(Object point labels)
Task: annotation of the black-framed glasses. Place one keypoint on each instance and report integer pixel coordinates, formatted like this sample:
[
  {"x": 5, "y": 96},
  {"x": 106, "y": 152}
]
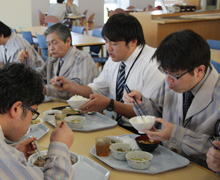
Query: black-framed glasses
[
  {"x": 35, "y": 114},
  {"x": 172, "y": 75}
]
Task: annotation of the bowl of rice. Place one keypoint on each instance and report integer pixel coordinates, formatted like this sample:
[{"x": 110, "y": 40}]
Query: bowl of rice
[{"x": 77, "y": 101}]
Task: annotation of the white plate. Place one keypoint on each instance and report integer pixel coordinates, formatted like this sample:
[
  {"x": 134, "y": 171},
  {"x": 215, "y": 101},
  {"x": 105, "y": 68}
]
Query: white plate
[
  {"x": 163, "y": 160},
  {"x": 88, "y": 169},
  {"x": 38, "y": 132},
  {"x": 33, "y": 126},
  {"x": 92, "y": 122}
]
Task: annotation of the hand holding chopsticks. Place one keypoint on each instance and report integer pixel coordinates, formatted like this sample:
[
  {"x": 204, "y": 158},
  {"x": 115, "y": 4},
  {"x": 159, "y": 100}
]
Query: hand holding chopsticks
[{"x": 137, "y": 105}]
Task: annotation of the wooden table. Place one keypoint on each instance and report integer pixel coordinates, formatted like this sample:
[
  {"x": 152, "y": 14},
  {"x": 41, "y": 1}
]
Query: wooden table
[
  {"x": 78, "y": 40},
  {"x": 157, "y": 25},
  {"x": 84, "y": 141},
  {"x": 74, "y": 18}
]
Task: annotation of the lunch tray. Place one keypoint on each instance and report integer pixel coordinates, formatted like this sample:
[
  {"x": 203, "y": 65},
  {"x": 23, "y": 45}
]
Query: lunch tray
[
  {"x": 37, "y": 132},
  {"x": 163, "y": 160},
  {"x": 93, "y": 122},
  {"x": 88, "y": 169}
]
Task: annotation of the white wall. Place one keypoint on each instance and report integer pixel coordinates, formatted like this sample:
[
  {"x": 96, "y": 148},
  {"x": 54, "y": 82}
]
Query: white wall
[
  {"x": 16, "y": 13},
  {"x": 141, "y": 3},
  {"x": 42, "y": 5},
  {"x": 93, "y": 6}
]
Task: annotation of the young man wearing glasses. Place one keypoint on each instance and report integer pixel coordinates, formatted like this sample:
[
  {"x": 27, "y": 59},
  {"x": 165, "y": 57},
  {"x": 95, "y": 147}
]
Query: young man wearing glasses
[
  {"x": 21, "y": 90},
  {"x": 187, "y": 125}
]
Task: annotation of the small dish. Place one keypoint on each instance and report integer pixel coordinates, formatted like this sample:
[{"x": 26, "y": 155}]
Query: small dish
[
  {"x": 139, "y": 124},
  {"x": 114, "y": 139},
  {"x": 34, "y": 157},
  {"x": 75, "y": 122},
  {"x": 139, "y": 159},
  {"x": 77, "y": 101},
  {"x": 36, "y": 122},
  {"x": 145, "y": 144},
  {"x": 119, "y": 150}
]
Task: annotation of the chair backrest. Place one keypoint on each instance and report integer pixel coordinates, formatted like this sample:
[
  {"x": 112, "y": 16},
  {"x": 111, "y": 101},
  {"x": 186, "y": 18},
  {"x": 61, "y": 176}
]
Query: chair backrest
[
  {"x": 214, "y": 44},
  {"x": 119, "y": 10},
  {"x": 216, "y": 65},
  {"x": 14, "y": 30},
  {"x": 28, "y": 36},
  {"x": 130, "y": 7},
  {"x": 90, "y": 22},
  {"x": 41, "y": 18},
  {"x": 42, "y": 44},
  {"x": 53, "y": 19},
  {"x": 50, "y": 24},
  {"x": 96, "y": 48},
  {"x": 85, "y": 12},
  {"x": 77, "y": 29}
]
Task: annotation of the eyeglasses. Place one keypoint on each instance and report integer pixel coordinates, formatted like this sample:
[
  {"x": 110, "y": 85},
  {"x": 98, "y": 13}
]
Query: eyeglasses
[
  {"x": 35, "y": 113},
  {"x": 172, "y": 75}
]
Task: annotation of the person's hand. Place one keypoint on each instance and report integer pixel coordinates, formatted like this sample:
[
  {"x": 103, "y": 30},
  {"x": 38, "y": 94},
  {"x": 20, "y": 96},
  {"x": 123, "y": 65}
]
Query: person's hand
[
  {"x": 65, "y": 83},
  {"x": 213, "y": 157},
  {"x": 22, "y": 55},
  {"x": 62, "y": 133},
  {"x": 162, "y": 135},
  {"x": 128, "y": 98},
  {"x": 27, "y": 146},
  {"x": 98, "y": 103}
]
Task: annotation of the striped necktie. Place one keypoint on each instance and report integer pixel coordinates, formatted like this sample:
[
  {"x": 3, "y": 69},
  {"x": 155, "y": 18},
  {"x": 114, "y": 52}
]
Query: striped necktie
[
  {"x": 59, "y": 66},
  {"x": 120, "y": 86},
  {"x": 120, "y": 82},
  {"x": 188, "y": 97}
]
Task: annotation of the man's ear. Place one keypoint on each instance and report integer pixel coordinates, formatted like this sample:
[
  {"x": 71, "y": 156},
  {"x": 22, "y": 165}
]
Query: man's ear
[{"x": 16, "y": 109}]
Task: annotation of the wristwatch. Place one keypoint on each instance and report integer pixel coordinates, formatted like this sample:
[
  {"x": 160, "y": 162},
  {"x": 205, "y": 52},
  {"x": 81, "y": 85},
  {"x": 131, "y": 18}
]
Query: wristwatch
[{"x": 110, "y": 107}]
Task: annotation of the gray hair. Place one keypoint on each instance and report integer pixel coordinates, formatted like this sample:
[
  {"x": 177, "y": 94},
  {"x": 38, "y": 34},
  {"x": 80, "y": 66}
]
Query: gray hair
[{"x": 61, "y": 30}]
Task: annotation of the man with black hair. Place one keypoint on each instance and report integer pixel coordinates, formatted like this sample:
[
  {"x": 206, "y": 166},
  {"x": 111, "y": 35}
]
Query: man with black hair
[
  {"x": 127, "y": 49},
  {"x": 67, "y": 61},
  {"x": 187, "y": 103},
  {"x": 13, "y": 45},
  {"x": 21, "y": 91},
  {"x": 58, "y": 10}
]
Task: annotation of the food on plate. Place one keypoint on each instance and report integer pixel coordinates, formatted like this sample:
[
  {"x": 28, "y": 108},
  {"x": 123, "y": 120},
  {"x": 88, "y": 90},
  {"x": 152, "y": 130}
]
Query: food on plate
[
  {"x": 77, "y": 98},
  {"x": 41, "y": 162},
  {"x": 36, "y": 121},
  {"x": 150, "y": 141},
  {"x": 139, "y": 159}
]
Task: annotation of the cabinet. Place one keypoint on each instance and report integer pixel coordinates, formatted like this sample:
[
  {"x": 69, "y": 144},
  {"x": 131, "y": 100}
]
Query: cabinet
[{"x": 157, "y": 25}]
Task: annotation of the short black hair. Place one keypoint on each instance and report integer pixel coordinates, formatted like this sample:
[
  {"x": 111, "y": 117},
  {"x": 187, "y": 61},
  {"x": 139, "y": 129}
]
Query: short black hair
[
  {"x": 123, "y": 27},
  {"x": 5, "y": 30},
  {"x": 182, "y": 50},
  {"x": 60, "y": 1},
  {"x": 19, "y": 83},
  {"x": 61, "y": 30}
]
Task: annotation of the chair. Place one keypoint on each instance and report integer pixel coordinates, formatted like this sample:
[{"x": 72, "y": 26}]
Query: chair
[
  {"x": 41, "y": 18},
  {"x": 95, "y": 49},
  {"x": 28, "y": 36},
  {"x": 50, "y": 24},
  {"x": 14, "y": 30},
  {"x": 48, "y": 19},
  {"x": 216, "y": 65},
  {"x": 43, "y": 48},
  {"x": 90, "y": 23},
  {"x": 130, "y": 7},
  {"x": 77, "y": 29},
  {"x": 214, "y": 44},
  {"x": 84, "y": 19}
]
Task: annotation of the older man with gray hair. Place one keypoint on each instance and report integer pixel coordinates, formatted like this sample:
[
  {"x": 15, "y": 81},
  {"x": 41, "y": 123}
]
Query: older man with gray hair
[{"x": 67, "y": 61}]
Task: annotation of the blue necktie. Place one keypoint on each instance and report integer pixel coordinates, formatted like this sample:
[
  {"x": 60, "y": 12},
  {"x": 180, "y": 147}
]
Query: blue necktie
[
  {"x": 188, "y": 97},
  {"x": 59, "y": 66},
  {"x": 120, "y": 82},
  {"x": 120, "y": 86}
]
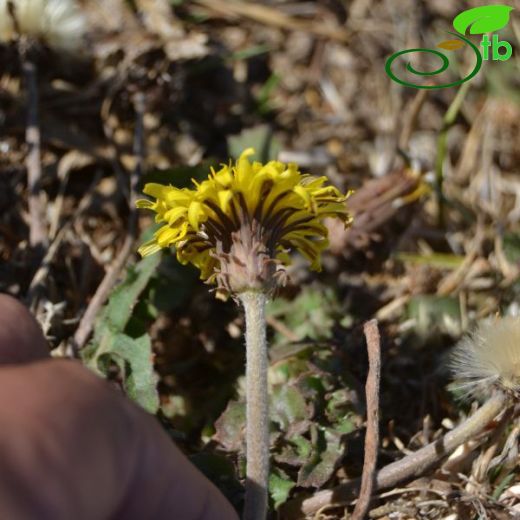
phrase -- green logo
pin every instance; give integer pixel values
(479, 20)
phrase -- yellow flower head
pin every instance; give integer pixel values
(238, 226)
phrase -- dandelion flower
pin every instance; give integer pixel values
(489, 359)
(60, 24)
(238, 226)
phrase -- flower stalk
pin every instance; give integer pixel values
(239, 227)
(257, 406)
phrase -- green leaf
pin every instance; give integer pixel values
(311, 315)
(433, 314)
(110, 343)
(288, 406)
(280, 485)
(141, 380)
(327, 452)
(119, 308)
(230, 426)
(484, 19)
(261, 138)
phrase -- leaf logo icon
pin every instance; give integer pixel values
(480, 20)
(451, 45)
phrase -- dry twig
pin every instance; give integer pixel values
(372, 433)
(86, 323)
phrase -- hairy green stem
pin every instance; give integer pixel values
(412, 465)
(257, 407)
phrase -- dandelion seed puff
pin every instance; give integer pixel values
(488, 359)
(60, 24)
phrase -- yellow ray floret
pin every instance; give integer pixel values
(269, 208)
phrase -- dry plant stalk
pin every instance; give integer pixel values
(372, 434)
(487, 363)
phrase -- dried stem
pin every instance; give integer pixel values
(372, 434)
(86, 323)
(37, 228)
(410, 466)
(257, 415)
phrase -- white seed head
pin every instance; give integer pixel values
(60, 24)
(489, 359)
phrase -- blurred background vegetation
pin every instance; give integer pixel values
(435, 246)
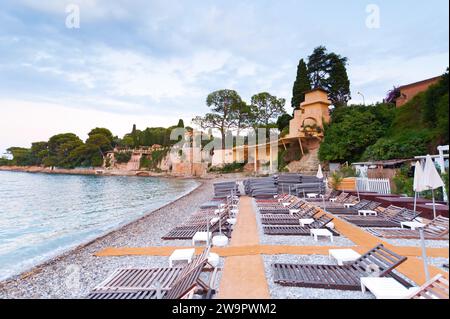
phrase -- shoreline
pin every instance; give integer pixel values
(87, 172)
(71, 250)
(49, 279)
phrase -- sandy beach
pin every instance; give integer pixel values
(75, 273)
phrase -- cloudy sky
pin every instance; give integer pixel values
(151, 62)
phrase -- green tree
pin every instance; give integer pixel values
(135, 136)
(352, 130)
(318, 65)
(338, 84)
(39, 151)
(21, 156)
(103, 131)
(266, 109)
(328, 71)
(224, 105)
(302, 84)
(59, 147)
(283, 121)
(244, 116)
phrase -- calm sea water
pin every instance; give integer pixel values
(43, 215)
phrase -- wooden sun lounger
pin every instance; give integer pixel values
(436, 288)
(345, 277)
(303, 207)
(349, 211)
(435, 230)
(187, 232)
(390, 217)
(287, 219)
(320, 222)
(293, 205)
(138, 283)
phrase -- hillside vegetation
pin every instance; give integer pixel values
(382, 132)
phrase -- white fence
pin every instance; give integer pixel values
(377, 185)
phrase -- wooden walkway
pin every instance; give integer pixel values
(244, 276)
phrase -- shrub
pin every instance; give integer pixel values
(122, 157)
(406, 145)
(403, 181)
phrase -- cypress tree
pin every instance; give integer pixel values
(180, 123)
(301, 85)
(338, 84)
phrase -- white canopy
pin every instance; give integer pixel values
(431, 178)
(319, 172)
(418, 178)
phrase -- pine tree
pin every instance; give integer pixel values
(301, 85)
(338, 84)
(318, 67)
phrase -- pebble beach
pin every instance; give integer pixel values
(75, 273)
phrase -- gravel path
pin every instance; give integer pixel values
(75, 273)
(416, 243)
(298, 240)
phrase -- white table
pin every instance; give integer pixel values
(220, 241)
(330, 225)
(321, 232)
(412, 225)
(213, 259)
(181, 255)
(343, 256)
(201, 236)
(306, 221)
(386, 288)
(367, 212)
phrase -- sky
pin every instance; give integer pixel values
(152, 62)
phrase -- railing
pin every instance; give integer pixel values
(377, 185)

#### [Given instruction]
Please copy the lines from the one containing "phrase -- cypress tree" through the end of the records, reproducing them unchanged.

#### [In response]
phrase -- cypress tree
pin every instance; give integer pixel values
(180, 123)
(301, 85)
(338, 84)
phrase -- white canopy
pin every instance; give integer pixel values
(431, 178)
(319, 172)
(418, 178)
phrase -- pine tree
pin every instance; give integer pixel values
(301, 85)
(338, 84)
(318, 67)
phrase -- pebble beach
pin every instance; give integer pixel values
(75, 273)
phrase -- gravel path
pin every instance; give integer pixel values
(75, 273)
(416, 243)
(298, 240)
phrase -- white table
pin every instance; give integer pixel values
(220, 241)
(330, 225)
(321, 232)
(412, 225)
(213, 259)
(181, 255)
(343, 256)
(201, 236)
(306, 221)
(386, 288)
(367, 212)
phrase -- sky
pin every instance; give integer pixel values
(152, 62)
phrase -- railing
pin every instance; give integer pixel values
(377, 185)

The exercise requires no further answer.